*Problem statement:* Output exactly the lines from the first line of the records below through the line containing "positive clicks: (100, 119) (12, 145)", both included, leaving out any pictures.

*Source material:*
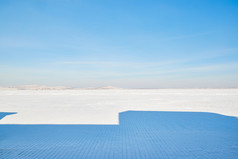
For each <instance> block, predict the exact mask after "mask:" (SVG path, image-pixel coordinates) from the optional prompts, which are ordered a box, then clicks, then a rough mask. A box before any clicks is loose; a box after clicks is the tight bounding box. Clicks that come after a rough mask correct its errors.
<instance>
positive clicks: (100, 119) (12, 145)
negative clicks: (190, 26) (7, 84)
mask: <svg viewBox="0 0 238 159" xmlns="http://www.w3.org/2000/svg"><path fill="white" fill-rule="evenodd" d="M237 97H238V90H237V89H204V90H202V89H187V90H186V89H184V90H182V89H180V90H179V89H178V90H176V89H175V90H171V89H162V90H70V91H0V101H1V102H0V159H65V158H67V159H71V158H72V159H74V158H75V159H127V158H128V159H145V158H146V159H158V158H161V159H175V158H176V159H190V158H194V159H205V158H207V159H213V158H216V159H236V158H237V156H238V119H237V116H238V99H237ZM127 110H134V111H127ZM217 113H218V114H217Z"/></svg>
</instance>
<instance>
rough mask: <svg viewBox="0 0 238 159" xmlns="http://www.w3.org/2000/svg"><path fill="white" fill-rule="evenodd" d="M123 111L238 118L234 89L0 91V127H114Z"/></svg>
mask: <svg viewBox="0 0 238 159" xmlns="http://www.w3.org/2000/svg"><path fill="white" fill-rule="evenodd" d="M127 110H148V111H150V110H153V111H189V112H191V111H192V112H214V113H219V114H223V115H229V116H238V89H155V90H149V89H142V90H62V91H60V90H58V91H57V90H56V91H44V90H42V91H37V90H35V91H29V90H23V91H21V90H16V91H0V111H1V112H17V114H16V115H10V116H7V117H5V118H3V119H2V120H0V124H118V113H119V112H123V111H127Z"/></svg>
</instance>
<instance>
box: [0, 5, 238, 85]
mask: <svg viewBox="0 0 238 159" xmlns="http://www.w3.org/2000/svg"><path fill="white" fill-rule="evenodd" d="M0 19H1V20H0V85H2V86H12V85H24V84H39V85H53V86H55V85H64V86H73V87H100V86H107V85H112V86H118V87H128V88H171V87H172V88H178V87H189V88H190V87H215V88H217V87H238V39H237V37H238V1H237V0H146V1H145V0H143V1H142V0H119V1H116V0H1V1H0Z"/></svg>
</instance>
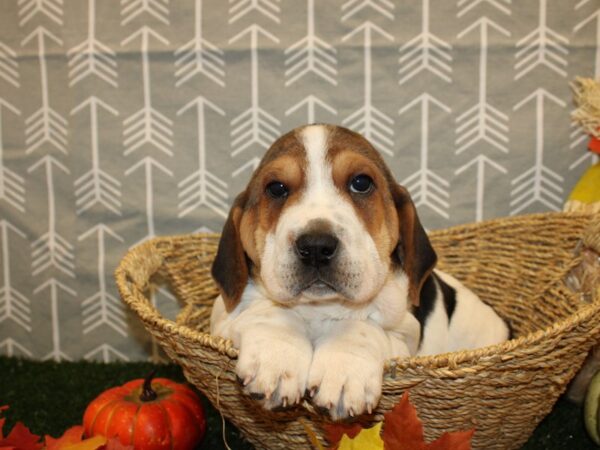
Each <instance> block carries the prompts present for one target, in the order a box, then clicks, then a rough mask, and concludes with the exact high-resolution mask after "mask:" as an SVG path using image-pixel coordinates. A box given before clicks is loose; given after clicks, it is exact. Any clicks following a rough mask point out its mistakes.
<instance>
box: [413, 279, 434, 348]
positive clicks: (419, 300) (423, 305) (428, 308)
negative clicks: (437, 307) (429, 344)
mask: <svg viewBox="0 0 600 450" xmlns="http://www.w3.org/2000/svg"><path fill="white" fill-rule="evenodd" d="M433 277H434V275H429V276H428V277H427V278H426V279H425V282H424V283H423V287H422V288H421V293H420V295H419V306H415V307H414V308H413V314H414V316H415V317H416V318H417V320H418V321H419V325H421V339H422V338H423V330H424V329H425V323H426V322H427V318H428V317H429V315H430V314H431V312H432V311H433V307H434V306H435V297H436V295H437V288H436V285H435V279H434V278H433Z"/></svg>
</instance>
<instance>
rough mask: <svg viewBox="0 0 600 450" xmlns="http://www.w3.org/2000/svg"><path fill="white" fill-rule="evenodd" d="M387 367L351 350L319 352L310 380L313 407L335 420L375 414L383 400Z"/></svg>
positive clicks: (365, 355) (308, 378)
mask: <svg viewBox="0 0 600 450" xmlns="http://www.w3.org/2000/svg"><path fill="white" fill-rule="evenodd" d="M382 376H383V363H382V362H381V361H378V360H377V359H376V358H373V357H369V356H366V355H359V354H353V353H352V352H350V351H349V350H339V349H338V350H332V349H330V350H326V349H318V350H317V351H316V352H315V355H314V359H313V362H312V365H311V368H310V372H309V376H308V387H309V389H310V395H311V397H312V403H313V404H314V405H315V406H316V407H317V409H320V410H322V411H327V412H328V413H329V415H330V417H331V418H332V419H333V420H339V419H343V418H346V417H348V416H356V415H359V414H362V413H363V412H365V411H366V412H369V413H370V412H371V411H372V410H373V408H375V406H376V405H377V403H378V402H379V397H380V396H381V380H382Z"/></svg>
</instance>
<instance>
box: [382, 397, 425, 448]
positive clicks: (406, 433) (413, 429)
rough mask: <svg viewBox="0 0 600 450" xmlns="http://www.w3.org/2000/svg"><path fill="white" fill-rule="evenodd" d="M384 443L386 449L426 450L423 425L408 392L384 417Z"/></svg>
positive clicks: (383, 427)
mask: <svg viewBox="0 0 600 450" xmlns="http://www.w3.org/2000/svg"><path fill="white" fill-rule="evenodd" d="M384 417H385V421H384V427H383V442H384V445H385V448H386V449H390V450H391V449H393V450H421V449H425V448H427V447H426V445H427V444H426V443H425V441H424V440H423V424H421V421H420V420H419V417H418V416H417V410H416V409H415V407H414V406H413V405H412V403H410V400H409V398H408V392H405V393H404V394H403V395H402V398H401V399H400V402H398V404H397V405H396V406H394V408H393V409H392V410H391V411H390V412H388V413H385V415H384Z"/></svg>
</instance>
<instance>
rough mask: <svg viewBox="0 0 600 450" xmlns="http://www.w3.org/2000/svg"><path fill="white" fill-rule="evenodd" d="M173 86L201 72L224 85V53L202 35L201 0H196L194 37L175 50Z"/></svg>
mask: <svg viewBox="0 0 600 450" xmlns="http://www.w3.org/2000/svg"><path fill="white" fill-rule="evenodd" d="M175 57H176V58H177V60H176V61H175V67H176V69H177V70H176V71H175V76H176V77H177V78H178V80H177V82H176V83H175V86H181V85H182V84H183V83H185V82H186V81H188V80H189V79H191V78H192V77H193V76H194V75H196V74H199V73H201V74H203V75H204V76H206V77H208V78H209V79H211V80H212V81H214V82H215V83H217V84H218V85H219V86H225V53H224V52H223V50H221V49H220V48H218V47H217V46H216V45H214V44H212V43H210V42H209V41H207V40H206V39H204V38H203V37H202V0H196V3H195V17H194V37H193V38H192V40H191V41H189V42H187V43H186V44H185V45H183V46H181V47H180V48H179V49H178V50H177V51H176V52H175Z"/></svg>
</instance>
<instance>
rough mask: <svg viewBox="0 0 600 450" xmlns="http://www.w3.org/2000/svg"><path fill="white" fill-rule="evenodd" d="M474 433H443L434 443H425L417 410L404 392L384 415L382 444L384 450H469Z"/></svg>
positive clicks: (455, 432)
mask: <svg viewBox="0 0 600 450" xmlns="http://www.w3.org/2000/svg"><path fill="white" fill-rule="evenodd" d="M474 432H475V430H469V431H457V432H453V433H444V434H443V435H442V436H440V437H439V438H438V439H437V440H435V441H434V442H431V443H429V444H428V443H426V442H425V440H424V439H423V425H422V423H421V420H420V419H419V417H418V416H417V410H416V409H415V407H414V406H413V405H412V403H410V400H409V397H408V392H405V393H404V395H402V398H401V399H400V402H399V403H398V404H397V405H396V406H395V407H394V409H392V411H390V412H389V413H386V414H385V422H384V429H383V443H384V448H385V449H386V450H413V449H414V450H471V437H472V436H473V433H474Z"/></svg>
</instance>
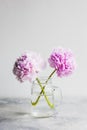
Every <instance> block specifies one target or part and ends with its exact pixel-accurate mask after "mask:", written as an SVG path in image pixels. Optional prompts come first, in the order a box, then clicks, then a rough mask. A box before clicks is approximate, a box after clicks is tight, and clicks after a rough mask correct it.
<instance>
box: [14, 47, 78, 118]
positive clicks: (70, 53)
mask: <svg viewBox="0 0 87 130" xmlns="http://www.w3.org/2000/svg"><path fill="white" fill-rule="evenodd" d="M48 63H49V66H50V67H51V68H53V71H52V73H51V74H50V75H49V76H48V77H47V78H46V79H44V80H42V79H40V78H39V76H38V74H39V73H40V71H41V70H43V69H45V68H46V62H45V60H43V58H42V57H41V56H40V54H37V53H35V52H28V53H25V54H23V55H22V56H20V57H19V58H18V59H17V60H16V61H15V63H14V67H13V73H14V75H16V78H17V79H18V80H19V81H20V82H24V81H25V80H29V81H30V82H31V83H32V89H31V95H33V96H32V97H31V105H32V111H33V112H31V113H33V115H34V116H37V115H39V114H38V113H40V115H41V113H43V114H42V116H44V113H47V114H45V115H52V113H53V110H54V108H55V105H54V92H53V86H52V85H51V79H52V76H53V75H54V74H55V73H56V74H57V77H60V78H61V77H64V76H69V75H70V74H72V73H73V72H74V70H75V68H76V62H75V58H74V55H73V53H72V51H71V50H70V49H64V48H55V49H54V50H53V51H52V53H51V54H50V56H49V58H48ZM43 101H44V103H45V104H44V103H43ZM45 106H46V107H45ZM44 111H45V112H44Z"/></svg>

*Solution for this problem:*
For each <instance> block, predict the exact mask after "mask:" (SVG path, image-pixel coordinates) from the optional prompts, which are ordered a box, then clicks, then a rough mask. A box before any clicks is loose; a box after clicks is the tight bounding box. Clicks that come after a rough mask correct its errors.
<instance>
positive clicks: (100, 119) (12, 145)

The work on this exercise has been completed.